▸ **Required work**
Copy every line, leaving nothing out and adding nothing.

▸ **Raw records**
•••

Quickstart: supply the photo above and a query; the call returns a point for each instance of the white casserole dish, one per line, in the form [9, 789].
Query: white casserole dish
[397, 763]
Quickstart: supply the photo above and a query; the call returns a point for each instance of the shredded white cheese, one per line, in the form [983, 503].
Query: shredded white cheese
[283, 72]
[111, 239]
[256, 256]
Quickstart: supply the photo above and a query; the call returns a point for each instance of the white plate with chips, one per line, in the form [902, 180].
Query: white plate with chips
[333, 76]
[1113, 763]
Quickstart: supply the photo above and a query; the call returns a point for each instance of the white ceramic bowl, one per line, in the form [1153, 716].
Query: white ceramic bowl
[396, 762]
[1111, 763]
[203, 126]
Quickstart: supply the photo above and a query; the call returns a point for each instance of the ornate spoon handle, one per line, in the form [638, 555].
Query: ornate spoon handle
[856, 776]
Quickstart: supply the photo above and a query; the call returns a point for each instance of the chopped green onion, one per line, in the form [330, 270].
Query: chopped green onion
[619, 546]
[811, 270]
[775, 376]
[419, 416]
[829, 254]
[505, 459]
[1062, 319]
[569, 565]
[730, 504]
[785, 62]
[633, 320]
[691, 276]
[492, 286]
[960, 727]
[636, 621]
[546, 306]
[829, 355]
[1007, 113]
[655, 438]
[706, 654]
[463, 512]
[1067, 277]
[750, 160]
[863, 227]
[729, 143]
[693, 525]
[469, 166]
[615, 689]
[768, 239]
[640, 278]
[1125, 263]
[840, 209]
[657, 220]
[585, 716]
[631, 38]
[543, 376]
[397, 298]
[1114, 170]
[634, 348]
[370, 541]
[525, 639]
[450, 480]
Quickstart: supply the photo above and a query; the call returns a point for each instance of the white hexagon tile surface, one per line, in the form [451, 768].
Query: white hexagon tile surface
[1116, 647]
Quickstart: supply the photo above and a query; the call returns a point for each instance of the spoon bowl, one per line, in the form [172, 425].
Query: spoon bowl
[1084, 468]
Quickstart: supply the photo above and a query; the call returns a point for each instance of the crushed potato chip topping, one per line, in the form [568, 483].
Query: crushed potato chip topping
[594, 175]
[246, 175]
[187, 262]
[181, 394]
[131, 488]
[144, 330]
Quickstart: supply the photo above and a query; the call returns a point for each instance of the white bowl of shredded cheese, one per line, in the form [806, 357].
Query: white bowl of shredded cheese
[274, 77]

•••

▸ **Result**
Quickstart: supply the photo above and a query; the call returns a point for each instance of the white casserole dish, one per line, in the form [9, 789].
Query: white casserole dish
[397, 763]
Quickstart: supply the photo above and a query; the call returns a point for each instance of the shredded white cheese, one per line, in the form [983, 503].
Query: shredded white cheese
[283, 72]
[111, 239]
[256, 256]
Quickstart: supply the photo above and a query; the call returns a point for each instance of the white plate with chips, one per line, in the form [902, 180].
Query: white plate with chips
[333, 76]
[1113, 763]
Quickstart: supply the photo above and a query; the call returns a point for each instance of the white ceramic bowl, one per line, in the form [1153, 716].
Query: white ceramic bowl
[396, 762]
[1111, 763]
[203, 126]
Quickstart: supply the photo above and a query; the call returns a point for each instance of the ornate spoon handle, one per line, in the form [638, 555].
Query: ornate spoon handle
[856, 776]
Quickstart: supply the photo above and a query; the call returns a point for each instance of the chopped green onion, one per line, in the form [330, 270].
Query: chopped green onion
[619, 546]
[811, 270]
[775, 376]
[419, 416]
[829, 254]
[505, 459]
[1062, 319]
[569, 565]
[730, 504]
[785, 62]
[633, 320]
[691, 276]
[492, 286]
[960, 727]
[636, 621]
[546, 306]
[829, 355]
[1007, 113]
[655, 438]
[706, 654]
[463, 512]
[1067, 277]
[750, 160]
[863, 227]
[729, 143]
[693, 525]
[469, 166]
[615, 689]
[768, 239]
[640, 278]
[1125, 263]
[840, 209]
[657, 220]
[585, 716]
[631, 38]
[543, 376]
[397, 298]
[1114, 170]
[634, 348]
[370, 541]
[525, 639]
[450, 480]
Quickstart: supply the photo above and a query; the call returns a point for each instance of the white hexagon tile surface, one per line, in the form [451, 768].
Query: white hexagon tile surface
[1116, 647]
Quickstart: supply the photo above and a query; the call returns a point for each instance of the spoon bowl, one per line, in the form [172, 425].
Query: spoon bowl
[1084, 468]
Quickstart: supply the photo above and a query; the call returns a point for each instance of the crushed potato chip topping, one per line, in the form [568, 483].
Query: crushed potato chip topping
[594, 175]
[246, 175]
[187, 262]
[181, 394]
[131, 488]
[144, 330]
Quickstart: supply the photo above and a query; the call returns a point for each instance of the white bowl of shredded cheese, one per line, in the form [806, 357].
Query: white bowl of shredded cheese
[274, 77]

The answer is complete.